#### Data shown
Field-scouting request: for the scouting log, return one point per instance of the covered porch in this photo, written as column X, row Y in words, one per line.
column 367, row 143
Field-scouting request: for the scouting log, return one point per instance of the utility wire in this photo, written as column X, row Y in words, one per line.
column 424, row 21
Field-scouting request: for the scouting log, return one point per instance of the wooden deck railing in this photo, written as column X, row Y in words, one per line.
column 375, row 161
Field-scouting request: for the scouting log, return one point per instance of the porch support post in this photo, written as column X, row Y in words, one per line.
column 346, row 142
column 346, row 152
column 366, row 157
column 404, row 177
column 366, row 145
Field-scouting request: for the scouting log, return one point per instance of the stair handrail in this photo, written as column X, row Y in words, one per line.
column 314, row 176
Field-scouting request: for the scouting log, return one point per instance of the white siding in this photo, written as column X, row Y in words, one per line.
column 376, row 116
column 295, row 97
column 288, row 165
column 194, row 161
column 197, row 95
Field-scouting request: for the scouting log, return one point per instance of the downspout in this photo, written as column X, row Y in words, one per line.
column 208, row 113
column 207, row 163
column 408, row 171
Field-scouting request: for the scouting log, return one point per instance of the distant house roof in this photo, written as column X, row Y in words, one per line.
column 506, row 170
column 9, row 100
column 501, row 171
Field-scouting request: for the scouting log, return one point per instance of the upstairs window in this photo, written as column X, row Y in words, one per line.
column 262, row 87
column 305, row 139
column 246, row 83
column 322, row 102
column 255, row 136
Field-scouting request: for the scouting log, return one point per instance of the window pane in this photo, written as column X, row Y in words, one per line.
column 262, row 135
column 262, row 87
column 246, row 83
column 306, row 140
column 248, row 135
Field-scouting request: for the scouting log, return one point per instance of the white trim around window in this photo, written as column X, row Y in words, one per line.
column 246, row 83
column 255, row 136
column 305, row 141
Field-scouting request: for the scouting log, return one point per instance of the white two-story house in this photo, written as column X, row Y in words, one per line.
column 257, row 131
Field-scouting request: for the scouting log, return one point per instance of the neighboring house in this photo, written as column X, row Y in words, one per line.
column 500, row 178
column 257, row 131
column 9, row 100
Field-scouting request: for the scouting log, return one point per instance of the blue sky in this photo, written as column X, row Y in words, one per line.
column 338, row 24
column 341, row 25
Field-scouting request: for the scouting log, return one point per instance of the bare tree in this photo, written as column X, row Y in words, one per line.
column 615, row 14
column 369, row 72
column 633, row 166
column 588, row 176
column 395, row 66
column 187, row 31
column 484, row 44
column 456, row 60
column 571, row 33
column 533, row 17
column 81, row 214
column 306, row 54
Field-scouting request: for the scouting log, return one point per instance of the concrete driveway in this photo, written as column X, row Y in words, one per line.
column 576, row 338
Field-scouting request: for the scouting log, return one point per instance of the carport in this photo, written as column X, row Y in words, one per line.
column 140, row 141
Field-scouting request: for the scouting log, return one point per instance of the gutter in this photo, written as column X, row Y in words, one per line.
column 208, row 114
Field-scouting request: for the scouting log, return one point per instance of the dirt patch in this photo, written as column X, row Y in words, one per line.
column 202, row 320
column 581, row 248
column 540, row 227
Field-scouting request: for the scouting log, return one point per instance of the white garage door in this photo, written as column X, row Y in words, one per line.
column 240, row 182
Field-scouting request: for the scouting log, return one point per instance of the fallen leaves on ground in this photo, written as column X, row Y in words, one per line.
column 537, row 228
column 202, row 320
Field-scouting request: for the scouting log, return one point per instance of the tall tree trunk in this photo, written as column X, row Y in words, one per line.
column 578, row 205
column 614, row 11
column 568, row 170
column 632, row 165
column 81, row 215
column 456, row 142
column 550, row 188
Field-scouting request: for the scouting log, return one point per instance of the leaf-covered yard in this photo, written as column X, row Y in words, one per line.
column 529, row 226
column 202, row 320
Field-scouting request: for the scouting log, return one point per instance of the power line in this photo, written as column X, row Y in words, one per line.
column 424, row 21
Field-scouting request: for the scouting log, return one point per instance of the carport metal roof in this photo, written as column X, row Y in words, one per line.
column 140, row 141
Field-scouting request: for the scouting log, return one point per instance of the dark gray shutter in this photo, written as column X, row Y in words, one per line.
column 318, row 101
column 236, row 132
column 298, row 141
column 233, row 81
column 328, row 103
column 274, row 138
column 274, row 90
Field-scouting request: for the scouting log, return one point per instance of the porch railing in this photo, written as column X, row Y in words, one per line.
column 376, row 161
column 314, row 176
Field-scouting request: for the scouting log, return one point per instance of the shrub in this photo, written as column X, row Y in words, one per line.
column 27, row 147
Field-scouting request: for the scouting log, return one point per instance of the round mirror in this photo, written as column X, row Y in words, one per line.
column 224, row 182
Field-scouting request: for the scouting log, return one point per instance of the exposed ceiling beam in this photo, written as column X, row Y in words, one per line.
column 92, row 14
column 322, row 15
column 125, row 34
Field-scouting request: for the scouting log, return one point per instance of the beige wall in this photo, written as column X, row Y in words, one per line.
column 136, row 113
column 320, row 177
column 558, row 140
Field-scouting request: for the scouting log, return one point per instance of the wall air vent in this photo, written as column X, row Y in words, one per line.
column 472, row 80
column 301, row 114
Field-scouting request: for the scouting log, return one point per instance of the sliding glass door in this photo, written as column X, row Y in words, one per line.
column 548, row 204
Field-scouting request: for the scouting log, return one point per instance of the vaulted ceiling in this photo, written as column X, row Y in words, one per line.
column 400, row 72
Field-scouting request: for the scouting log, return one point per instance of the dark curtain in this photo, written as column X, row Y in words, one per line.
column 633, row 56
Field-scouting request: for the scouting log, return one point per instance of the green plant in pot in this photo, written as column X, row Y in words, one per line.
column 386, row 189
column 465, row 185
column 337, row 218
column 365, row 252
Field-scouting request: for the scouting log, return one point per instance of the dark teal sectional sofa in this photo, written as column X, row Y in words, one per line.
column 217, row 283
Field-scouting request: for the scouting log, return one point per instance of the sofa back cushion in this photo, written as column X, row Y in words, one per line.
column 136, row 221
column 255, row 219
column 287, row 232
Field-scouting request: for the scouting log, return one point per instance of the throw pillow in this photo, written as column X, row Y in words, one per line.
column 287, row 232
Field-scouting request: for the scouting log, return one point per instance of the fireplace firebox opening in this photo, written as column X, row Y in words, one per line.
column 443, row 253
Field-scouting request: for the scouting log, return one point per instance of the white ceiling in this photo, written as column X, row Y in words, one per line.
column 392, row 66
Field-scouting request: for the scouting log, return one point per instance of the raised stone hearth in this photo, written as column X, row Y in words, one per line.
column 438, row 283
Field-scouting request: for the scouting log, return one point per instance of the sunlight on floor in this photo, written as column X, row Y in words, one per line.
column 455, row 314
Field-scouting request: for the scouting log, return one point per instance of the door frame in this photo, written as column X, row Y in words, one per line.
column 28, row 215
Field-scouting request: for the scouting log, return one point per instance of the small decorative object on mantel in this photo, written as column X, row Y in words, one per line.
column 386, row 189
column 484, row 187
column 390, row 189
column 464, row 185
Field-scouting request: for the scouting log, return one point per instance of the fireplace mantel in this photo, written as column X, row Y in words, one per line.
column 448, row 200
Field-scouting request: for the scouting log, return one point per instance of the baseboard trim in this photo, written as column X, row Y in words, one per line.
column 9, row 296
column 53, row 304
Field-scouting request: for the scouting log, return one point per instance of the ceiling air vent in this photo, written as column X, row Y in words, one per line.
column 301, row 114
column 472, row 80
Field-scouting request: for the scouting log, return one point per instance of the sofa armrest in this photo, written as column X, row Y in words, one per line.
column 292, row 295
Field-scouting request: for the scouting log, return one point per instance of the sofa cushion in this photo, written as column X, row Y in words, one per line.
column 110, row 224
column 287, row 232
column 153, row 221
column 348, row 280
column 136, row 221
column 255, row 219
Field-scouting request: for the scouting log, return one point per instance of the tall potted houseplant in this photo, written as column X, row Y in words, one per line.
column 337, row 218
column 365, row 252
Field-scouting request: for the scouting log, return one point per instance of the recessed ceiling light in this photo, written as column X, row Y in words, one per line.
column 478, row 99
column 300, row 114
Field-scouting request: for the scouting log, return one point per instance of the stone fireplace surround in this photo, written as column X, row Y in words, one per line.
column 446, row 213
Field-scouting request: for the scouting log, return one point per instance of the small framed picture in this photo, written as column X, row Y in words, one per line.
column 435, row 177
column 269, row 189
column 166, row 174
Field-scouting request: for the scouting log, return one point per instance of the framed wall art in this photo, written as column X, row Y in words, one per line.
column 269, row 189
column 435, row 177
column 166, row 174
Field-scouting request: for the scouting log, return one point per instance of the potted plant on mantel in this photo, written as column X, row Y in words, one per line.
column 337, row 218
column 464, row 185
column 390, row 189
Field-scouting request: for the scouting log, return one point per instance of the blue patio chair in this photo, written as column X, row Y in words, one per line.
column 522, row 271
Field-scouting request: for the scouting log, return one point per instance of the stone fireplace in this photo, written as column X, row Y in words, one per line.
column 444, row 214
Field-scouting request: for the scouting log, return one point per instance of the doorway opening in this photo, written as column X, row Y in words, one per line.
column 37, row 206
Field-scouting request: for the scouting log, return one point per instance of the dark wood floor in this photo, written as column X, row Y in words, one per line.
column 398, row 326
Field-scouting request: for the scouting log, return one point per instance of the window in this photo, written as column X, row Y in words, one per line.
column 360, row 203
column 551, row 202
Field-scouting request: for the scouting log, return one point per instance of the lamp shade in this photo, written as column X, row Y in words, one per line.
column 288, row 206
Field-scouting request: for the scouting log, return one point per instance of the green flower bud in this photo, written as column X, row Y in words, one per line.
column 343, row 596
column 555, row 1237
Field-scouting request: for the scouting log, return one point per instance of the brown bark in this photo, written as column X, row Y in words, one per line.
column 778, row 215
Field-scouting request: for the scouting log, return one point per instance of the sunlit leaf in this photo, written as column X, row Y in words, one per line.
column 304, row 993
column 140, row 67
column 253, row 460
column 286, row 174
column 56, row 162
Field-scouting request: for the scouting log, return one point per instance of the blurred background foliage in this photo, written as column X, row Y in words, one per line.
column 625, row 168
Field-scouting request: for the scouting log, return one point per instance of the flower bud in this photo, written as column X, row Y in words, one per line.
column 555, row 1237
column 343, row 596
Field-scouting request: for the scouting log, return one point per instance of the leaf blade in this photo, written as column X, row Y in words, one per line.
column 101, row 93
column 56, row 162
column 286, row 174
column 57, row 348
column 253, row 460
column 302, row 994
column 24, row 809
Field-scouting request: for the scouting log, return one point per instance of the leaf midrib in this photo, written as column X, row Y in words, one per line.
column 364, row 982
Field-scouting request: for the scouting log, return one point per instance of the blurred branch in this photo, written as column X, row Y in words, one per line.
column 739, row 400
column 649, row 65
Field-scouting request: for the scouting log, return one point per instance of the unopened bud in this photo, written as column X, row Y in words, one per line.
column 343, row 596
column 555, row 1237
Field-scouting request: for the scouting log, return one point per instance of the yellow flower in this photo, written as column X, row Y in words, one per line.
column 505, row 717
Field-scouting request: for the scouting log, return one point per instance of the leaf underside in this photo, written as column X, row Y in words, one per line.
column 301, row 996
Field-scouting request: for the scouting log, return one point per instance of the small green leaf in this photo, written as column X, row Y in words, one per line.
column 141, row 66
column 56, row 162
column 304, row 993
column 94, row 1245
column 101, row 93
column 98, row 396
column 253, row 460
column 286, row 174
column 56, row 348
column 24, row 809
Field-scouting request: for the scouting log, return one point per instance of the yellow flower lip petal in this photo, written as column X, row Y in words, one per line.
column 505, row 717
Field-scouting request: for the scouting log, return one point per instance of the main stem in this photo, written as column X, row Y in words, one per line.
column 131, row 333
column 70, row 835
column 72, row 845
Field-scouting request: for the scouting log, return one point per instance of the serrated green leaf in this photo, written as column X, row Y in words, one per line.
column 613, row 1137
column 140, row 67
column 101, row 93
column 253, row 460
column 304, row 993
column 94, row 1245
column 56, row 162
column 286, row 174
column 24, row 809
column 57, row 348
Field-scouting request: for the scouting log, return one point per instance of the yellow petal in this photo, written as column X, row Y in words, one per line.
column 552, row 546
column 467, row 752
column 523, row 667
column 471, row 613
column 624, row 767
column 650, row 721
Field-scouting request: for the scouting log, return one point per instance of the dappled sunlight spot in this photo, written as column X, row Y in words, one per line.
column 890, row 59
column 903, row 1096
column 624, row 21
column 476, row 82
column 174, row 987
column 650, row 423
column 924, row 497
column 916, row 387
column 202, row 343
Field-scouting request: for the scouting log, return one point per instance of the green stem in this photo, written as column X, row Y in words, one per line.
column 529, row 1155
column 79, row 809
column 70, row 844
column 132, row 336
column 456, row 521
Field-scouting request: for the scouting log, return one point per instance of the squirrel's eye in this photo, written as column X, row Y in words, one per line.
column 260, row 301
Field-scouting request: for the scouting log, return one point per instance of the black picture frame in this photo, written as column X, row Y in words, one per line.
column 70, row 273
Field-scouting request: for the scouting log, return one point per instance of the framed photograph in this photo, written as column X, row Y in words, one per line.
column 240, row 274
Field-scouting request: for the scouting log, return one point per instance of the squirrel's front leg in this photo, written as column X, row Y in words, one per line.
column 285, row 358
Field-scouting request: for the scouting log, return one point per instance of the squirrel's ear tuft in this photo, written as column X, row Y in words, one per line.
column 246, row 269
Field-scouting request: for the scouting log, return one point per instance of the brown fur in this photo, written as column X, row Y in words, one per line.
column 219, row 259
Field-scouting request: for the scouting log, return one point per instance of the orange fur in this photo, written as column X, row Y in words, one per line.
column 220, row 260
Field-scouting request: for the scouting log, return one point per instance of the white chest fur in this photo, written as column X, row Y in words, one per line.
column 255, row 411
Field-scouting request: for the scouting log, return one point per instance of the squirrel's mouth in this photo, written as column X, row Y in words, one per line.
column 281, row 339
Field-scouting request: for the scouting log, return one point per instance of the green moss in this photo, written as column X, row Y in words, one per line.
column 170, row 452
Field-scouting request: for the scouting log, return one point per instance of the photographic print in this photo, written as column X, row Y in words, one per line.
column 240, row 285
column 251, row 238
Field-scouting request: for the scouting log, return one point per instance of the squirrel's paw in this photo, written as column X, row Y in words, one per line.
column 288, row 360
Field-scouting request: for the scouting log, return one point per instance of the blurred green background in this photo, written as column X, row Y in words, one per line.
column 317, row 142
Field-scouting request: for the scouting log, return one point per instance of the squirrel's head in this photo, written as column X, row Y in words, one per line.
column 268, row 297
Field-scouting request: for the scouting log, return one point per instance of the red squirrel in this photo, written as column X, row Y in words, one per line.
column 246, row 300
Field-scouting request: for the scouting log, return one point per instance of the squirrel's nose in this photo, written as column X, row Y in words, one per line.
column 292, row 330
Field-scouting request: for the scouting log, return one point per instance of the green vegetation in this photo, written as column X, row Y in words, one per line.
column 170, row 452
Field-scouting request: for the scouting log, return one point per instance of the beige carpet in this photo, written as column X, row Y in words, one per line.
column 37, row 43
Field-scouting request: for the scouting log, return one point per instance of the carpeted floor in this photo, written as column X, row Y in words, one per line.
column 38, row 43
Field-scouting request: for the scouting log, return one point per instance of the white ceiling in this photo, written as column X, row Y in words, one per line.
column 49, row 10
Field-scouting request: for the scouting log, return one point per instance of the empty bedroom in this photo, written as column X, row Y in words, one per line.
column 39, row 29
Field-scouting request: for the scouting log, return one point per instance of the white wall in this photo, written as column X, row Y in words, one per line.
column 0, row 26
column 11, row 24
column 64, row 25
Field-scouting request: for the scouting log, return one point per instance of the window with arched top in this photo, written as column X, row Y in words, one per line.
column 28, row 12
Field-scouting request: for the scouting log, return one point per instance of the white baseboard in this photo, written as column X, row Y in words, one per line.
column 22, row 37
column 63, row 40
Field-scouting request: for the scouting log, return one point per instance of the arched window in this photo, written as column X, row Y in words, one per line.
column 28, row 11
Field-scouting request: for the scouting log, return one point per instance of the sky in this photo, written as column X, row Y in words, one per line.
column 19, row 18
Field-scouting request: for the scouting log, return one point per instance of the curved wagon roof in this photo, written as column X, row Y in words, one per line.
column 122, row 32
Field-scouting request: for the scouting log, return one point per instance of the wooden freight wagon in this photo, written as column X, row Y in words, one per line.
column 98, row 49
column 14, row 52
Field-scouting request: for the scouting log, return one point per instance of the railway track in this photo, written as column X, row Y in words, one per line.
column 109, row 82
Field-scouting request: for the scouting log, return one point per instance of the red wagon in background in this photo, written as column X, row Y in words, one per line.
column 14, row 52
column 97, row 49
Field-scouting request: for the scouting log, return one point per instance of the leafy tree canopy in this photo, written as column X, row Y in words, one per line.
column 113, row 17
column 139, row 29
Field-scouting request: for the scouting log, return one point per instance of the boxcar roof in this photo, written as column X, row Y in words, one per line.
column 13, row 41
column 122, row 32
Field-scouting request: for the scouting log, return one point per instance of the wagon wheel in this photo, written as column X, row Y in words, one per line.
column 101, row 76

#### What needs to be done
Give the lines exactly as they stand, from the line with "of the leafy" through the end of the material.

#### Output of the exercise
Field-scouting request: for the scouting log, return one point per instance of the leafy tree canopy in this photo, written as column X, row Y in words, one per line.
column 113, row 17
column 139, row 29
Field-scouting request: for the scouting log, return one point per instance of the boxcar roof in this photo, written as column X, row Y in words, one per line.
column 13, row 41
column 122, row 32
Field-scouting request: for the scouting log, return one point per instance of the wagon wheel in this photo, written as column X, row Y in words, one per line.
column 101, row 76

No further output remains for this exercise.